-- BEGIN PAGE EXTRACT --
Long isolated and neutral, Afghanistan before 1973 used an amazing assortment of WWII-era tanks, artillery, and fighting vehicles. In many cases, they remained in Royal Afghan Army use long after they had faded elsewhere in the world.
(An Afghan FT-17 tank, built by Renault in the 1910s. The AK-47 in the soldier’s hand dates this photo to the 1980s.)
The Disston Tank
This was a product of the USA’s Great Depression. In an effort to stir up badly-needed business, the Disston safe company partnered with Caterpillar to produce an ultra-cheap tank. The Disston Tank was simply the chassis of a Caterpillar Model #35 tractor overlaid with armor made by Disston. It was intended to be armed with a M1916 37mm gun and a machine gun, but the ad hoc design allowed the end user to fit pretty much whatever guns they wanted. As each was hand-assembled, there were differences between each example. With a top speed less than 5mph, the six-ton Disston Tank was more of a mobile pillbox than a tank as we think of one today.
(A pair of Royal Afghan Army Disston Tanks, probably in the 1930s. Both weapon ports are empty; so this photo may have been taken immediately upon delivery.)
The US Marine Corps briefly operated sixteen Disston Tanks, some diverted from a cancelled Chinese order. The only other user was Afghanistan. In 1935, the Afghan military bought nine complete Disston Tanks plus three armor shells, which they either intended to be used as damage replacements or (more likely) to somehow be jimmied onto different kinds of tracked chassis already in the country. The tanks were shipped from America by sea to Karachi (today in Pakistan, then in British Raj India), then by rail to the Afghan border.
(A Disston Tank in Kabul during the WWII era, in which Afghanistan remained neutral.)
These lumbering vehicles remained in operational Royal Afghan Army use as late as the 1950s. At least two were still in existence at the end of the 1960s, used as parked training aids. When the USA invaded Afghanistan in 2001, the remains of two Disston Tanks were found. One was a barely-recognizable wreck, the other (below) was relatively intact in a junkyard.
(A junked Disston Tank in Afghanistan during the early 2000s. The “main gun” is just a spare barrel from 61-K 37mm AA gun, welded onto the turret’s weapon port to make the vehicle appear more menacing after it left active service.)
-- END PAGE EXTRACT --
-- BEGIN EXCERPTED DATA --
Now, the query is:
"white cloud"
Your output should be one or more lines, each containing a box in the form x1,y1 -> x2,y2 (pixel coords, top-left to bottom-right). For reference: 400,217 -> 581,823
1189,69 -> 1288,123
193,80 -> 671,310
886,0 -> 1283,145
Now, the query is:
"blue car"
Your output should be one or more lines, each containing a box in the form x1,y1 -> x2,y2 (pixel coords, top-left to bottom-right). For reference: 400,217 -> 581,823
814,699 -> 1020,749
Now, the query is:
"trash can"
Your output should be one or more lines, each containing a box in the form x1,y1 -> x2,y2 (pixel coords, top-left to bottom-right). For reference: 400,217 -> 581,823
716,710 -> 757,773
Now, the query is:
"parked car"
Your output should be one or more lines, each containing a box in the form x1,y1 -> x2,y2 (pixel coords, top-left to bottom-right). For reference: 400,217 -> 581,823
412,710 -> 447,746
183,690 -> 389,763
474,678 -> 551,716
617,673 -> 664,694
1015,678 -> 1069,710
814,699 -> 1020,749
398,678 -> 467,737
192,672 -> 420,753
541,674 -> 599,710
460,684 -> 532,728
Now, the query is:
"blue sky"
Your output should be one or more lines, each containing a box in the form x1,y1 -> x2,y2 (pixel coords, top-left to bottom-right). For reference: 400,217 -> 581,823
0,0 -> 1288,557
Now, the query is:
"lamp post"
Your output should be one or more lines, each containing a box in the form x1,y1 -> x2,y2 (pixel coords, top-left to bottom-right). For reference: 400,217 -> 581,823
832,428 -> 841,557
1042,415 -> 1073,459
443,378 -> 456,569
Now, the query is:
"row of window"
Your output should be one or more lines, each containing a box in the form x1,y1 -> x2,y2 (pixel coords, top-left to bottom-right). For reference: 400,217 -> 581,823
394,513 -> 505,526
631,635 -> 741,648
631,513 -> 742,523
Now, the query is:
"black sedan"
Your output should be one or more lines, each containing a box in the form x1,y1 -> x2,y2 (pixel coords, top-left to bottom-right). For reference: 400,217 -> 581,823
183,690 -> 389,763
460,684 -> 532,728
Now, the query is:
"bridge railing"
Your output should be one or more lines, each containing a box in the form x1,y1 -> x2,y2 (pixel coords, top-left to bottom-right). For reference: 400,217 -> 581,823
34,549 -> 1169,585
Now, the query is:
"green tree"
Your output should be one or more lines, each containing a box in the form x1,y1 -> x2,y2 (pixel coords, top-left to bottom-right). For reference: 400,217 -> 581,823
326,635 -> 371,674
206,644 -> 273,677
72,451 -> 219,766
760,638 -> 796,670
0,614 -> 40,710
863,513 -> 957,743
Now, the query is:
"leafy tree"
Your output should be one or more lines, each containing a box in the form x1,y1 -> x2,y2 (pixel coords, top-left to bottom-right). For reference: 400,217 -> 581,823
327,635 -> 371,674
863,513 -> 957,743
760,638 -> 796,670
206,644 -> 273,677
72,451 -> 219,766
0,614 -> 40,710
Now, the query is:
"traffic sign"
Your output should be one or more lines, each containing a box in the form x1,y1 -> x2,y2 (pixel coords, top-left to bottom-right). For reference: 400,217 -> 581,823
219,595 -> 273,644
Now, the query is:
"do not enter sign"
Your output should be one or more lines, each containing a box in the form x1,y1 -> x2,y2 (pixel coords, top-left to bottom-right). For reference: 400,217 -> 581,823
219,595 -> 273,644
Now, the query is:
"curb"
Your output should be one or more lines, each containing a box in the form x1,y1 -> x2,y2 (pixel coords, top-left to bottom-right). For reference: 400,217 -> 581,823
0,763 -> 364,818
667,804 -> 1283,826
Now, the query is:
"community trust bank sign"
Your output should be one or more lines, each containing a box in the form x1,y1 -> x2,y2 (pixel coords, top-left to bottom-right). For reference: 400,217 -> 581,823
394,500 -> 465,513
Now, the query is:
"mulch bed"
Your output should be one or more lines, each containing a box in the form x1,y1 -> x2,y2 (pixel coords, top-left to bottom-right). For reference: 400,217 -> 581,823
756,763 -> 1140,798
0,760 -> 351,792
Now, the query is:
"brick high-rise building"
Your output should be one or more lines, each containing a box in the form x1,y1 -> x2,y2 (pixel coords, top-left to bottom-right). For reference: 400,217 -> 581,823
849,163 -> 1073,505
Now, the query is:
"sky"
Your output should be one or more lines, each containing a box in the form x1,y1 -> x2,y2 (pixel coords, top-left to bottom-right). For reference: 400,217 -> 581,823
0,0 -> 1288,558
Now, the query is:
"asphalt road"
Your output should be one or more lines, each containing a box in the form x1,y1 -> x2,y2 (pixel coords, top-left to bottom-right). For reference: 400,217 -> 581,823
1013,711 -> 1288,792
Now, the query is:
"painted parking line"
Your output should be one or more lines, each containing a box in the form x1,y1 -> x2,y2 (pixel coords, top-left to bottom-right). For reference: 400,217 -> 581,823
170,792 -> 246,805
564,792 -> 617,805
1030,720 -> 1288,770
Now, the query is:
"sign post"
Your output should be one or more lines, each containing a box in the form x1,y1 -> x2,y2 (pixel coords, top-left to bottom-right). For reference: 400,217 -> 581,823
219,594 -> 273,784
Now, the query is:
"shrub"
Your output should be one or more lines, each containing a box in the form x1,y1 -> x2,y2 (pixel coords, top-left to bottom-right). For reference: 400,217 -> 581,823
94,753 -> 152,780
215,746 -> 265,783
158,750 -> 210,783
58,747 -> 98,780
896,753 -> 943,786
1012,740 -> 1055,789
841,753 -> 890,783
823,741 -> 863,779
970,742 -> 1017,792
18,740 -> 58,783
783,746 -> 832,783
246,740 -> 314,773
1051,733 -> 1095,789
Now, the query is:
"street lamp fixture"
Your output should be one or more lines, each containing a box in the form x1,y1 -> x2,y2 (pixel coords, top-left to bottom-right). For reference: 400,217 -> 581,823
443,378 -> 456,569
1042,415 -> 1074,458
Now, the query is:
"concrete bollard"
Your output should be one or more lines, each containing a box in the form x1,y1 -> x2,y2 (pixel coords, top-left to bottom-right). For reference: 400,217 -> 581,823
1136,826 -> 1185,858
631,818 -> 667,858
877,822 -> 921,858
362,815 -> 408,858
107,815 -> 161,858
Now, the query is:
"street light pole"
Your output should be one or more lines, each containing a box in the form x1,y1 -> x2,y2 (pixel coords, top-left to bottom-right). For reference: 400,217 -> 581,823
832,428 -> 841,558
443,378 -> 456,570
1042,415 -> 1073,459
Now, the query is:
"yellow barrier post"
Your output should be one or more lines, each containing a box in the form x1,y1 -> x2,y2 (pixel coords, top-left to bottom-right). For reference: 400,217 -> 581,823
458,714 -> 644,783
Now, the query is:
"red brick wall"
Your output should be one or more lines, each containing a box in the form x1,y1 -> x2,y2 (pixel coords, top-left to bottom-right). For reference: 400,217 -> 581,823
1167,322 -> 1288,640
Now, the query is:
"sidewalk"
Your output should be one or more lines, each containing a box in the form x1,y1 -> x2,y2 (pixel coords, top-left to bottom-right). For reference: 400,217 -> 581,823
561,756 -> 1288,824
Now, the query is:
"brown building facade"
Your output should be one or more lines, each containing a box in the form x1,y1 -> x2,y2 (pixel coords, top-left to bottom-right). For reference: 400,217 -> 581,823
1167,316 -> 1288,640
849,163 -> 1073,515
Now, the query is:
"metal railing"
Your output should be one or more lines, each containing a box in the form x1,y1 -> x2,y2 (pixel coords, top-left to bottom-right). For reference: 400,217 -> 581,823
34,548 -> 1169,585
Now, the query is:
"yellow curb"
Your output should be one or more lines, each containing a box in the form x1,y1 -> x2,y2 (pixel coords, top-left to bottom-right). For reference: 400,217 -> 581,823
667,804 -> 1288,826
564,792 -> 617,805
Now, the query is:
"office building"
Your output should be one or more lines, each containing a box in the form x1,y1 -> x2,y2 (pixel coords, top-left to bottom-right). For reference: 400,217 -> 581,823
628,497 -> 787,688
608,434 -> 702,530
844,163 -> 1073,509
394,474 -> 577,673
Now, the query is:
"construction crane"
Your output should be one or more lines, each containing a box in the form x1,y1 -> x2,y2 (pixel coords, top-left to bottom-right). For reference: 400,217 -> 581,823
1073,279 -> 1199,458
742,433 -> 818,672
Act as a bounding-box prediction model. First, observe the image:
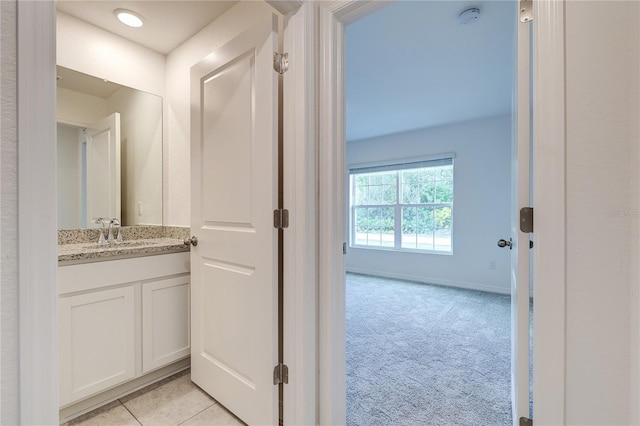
-- END EXCERPTED DATA --
**EXERCISES:**
(1) From the Disston Tank article, duplicate the passage starting at "(A pair of Royal" and ending at "immediately upon delivery.)".
(2) According to the Disston Tank article, how many complete Disston Tanks did the Afghan military buy in 1935?

**SOLUTION SET:**
(1)
(A pair of Royal Afghan Army Disston Tanks, probably in the 1930s. Both weapon ports are empty; so this photo may have been taken immediately upon delivery.)

(2) Nine complete tanks, plus three armor shells.